What the exercise asks: Within the data below, determine how many lines contain "after" and supply only that figure.

Input:
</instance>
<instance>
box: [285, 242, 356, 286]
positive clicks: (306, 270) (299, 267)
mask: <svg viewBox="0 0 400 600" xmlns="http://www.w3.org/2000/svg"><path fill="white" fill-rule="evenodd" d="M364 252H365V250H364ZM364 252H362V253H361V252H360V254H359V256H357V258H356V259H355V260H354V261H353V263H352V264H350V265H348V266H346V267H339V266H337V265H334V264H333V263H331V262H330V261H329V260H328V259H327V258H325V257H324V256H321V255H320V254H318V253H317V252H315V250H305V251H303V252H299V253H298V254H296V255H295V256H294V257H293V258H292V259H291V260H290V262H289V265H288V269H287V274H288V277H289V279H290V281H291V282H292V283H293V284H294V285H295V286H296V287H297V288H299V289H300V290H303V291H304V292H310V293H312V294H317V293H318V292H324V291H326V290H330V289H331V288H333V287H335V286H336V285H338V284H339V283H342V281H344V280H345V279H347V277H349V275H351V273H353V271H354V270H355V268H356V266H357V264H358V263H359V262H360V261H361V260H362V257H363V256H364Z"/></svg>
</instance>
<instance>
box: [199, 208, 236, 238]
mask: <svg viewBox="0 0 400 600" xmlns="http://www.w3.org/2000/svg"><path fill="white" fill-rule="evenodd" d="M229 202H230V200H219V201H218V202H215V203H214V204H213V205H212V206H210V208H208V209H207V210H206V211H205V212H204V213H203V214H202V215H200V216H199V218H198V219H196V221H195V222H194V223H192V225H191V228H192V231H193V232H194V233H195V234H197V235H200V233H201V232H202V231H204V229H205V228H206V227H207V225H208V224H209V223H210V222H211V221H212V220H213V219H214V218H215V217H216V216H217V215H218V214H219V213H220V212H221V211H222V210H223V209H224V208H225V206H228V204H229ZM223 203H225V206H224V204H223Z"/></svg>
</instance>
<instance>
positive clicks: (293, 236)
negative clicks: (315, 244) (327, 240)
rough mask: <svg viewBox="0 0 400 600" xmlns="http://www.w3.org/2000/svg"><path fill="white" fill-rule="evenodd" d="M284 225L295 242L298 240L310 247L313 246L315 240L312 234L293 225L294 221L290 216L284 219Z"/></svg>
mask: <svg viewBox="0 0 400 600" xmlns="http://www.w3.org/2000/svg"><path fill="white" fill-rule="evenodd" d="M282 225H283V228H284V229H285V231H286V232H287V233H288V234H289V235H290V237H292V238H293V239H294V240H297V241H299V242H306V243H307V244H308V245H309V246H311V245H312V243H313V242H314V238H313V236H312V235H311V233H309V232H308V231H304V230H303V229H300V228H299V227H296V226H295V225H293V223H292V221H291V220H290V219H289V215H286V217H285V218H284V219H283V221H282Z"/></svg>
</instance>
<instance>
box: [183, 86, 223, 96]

...

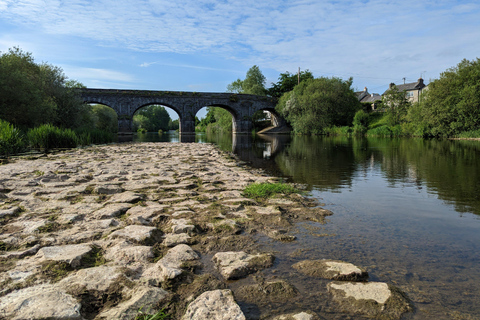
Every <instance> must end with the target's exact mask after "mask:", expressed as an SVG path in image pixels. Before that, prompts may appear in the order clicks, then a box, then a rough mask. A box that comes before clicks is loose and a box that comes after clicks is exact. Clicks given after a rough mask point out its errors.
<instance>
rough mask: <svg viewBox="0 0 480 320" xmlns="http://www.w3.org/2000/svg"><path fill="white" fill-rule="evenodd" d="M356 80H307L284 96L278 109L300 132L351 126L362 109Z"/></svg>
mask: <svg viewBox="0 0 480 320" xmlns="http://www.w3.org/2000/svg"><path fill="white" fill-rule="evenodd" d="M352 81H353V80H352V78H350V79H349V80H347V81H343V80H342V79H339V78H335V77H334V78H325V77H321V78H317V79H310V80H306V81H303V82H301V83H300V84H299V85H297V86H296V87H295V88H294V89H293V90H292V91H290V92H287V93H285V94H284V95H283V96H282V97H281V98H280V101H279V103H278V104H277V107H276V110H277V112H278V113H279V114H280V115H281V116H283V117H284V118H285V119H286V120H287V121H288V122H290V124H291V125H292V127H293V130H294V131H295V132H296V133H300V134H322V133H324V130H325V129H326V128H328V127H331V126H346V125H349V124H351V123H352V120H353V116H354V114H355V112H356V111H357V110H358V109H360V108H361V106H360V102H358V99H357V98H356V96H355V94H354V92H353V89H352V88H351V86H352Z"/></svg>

...

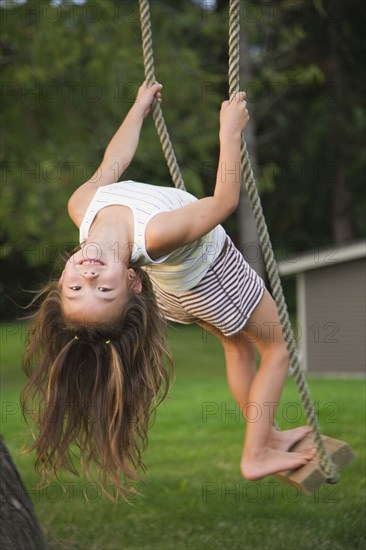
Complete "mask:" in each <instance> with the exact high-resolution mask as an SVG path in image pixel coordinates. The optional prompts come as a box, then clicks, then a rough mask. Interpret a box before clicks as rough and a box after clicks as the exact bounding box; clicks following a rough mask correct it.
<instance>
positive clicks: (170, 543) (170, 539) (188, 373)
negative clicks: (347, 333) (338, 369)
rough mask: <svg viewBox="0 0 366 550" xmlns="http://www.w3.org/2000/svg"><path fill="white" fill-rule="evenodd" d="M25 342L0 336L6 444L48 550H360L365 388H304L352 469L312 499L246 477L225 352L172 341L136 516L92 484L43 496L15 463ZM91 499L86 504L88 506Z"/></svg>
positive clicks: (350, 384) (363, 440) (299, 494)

Answer to this problem: 2